Gather every line of the data below that contains the word "instance", counting a line only when its letter case matches.

═════ Entries

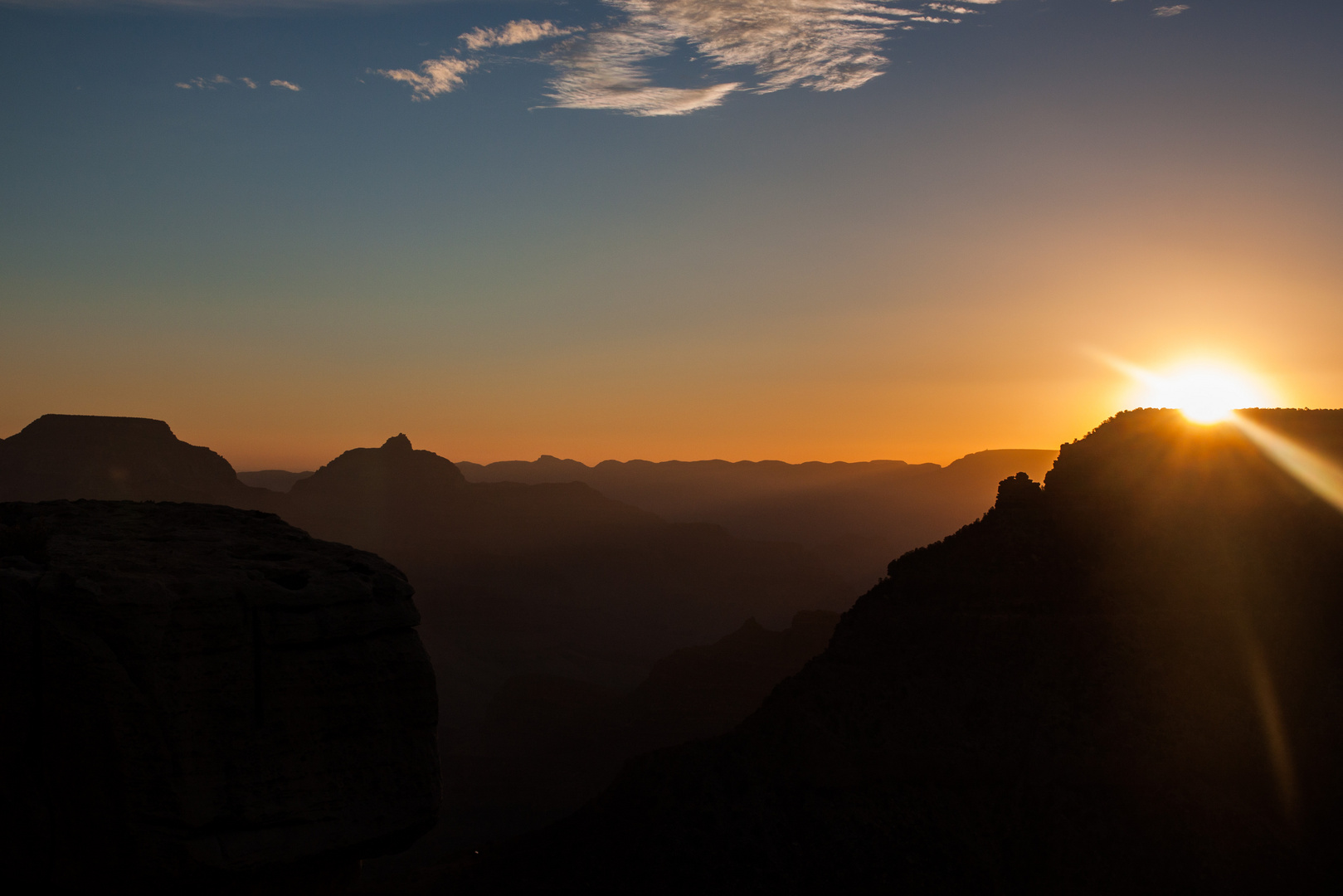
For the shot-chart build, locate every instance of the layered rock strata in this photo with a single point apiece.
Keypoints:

══════════
═════ Entries

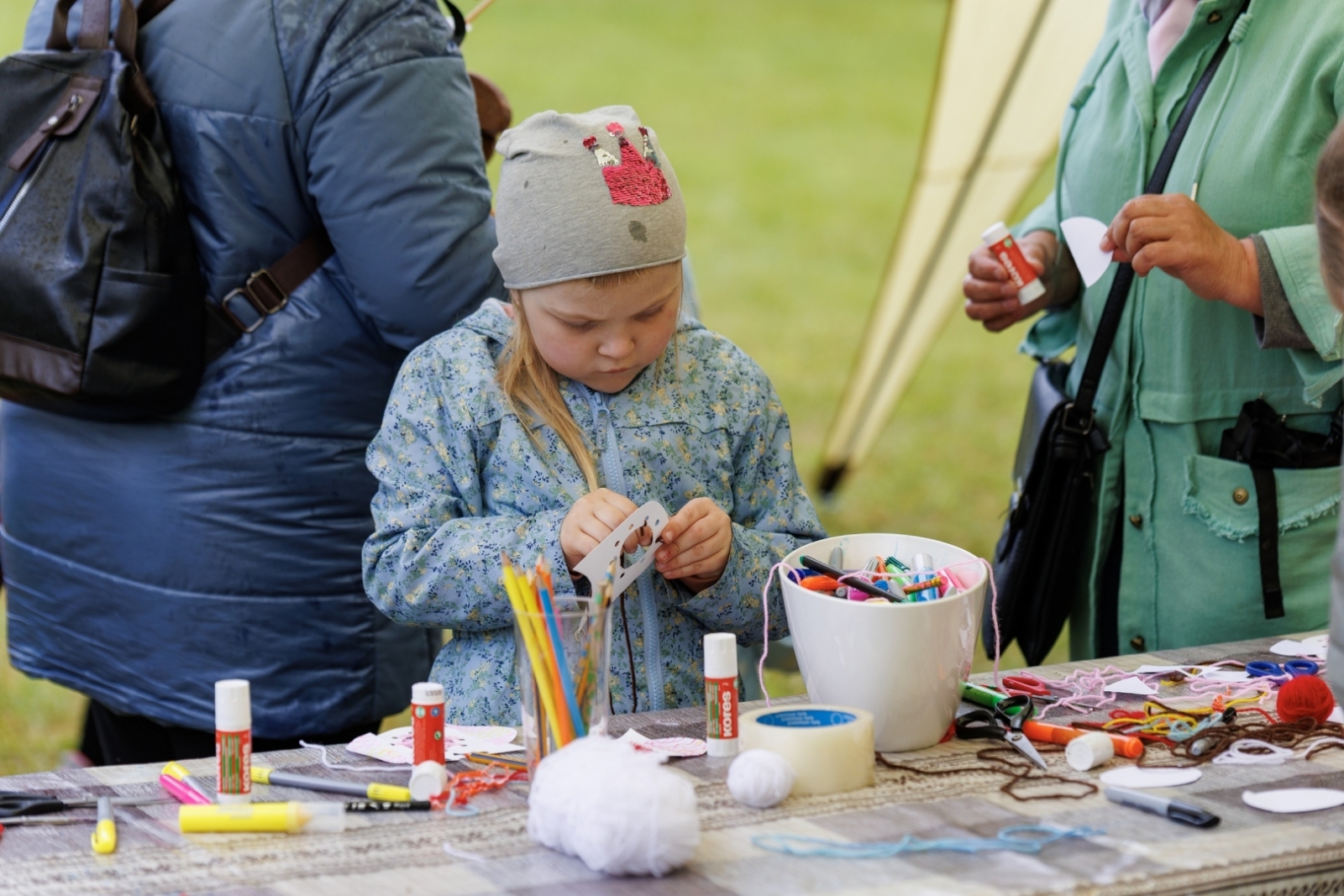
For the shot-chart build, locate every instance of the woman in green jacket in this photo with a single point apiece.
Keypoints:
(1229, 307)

══════════

**The result**
For the shot-chart build, locate every instance of the layered rock strata in this photo with a single point apiece.
For the shot-chart build, locate every instance of the woman in green jacket in this photo with a single point apiece.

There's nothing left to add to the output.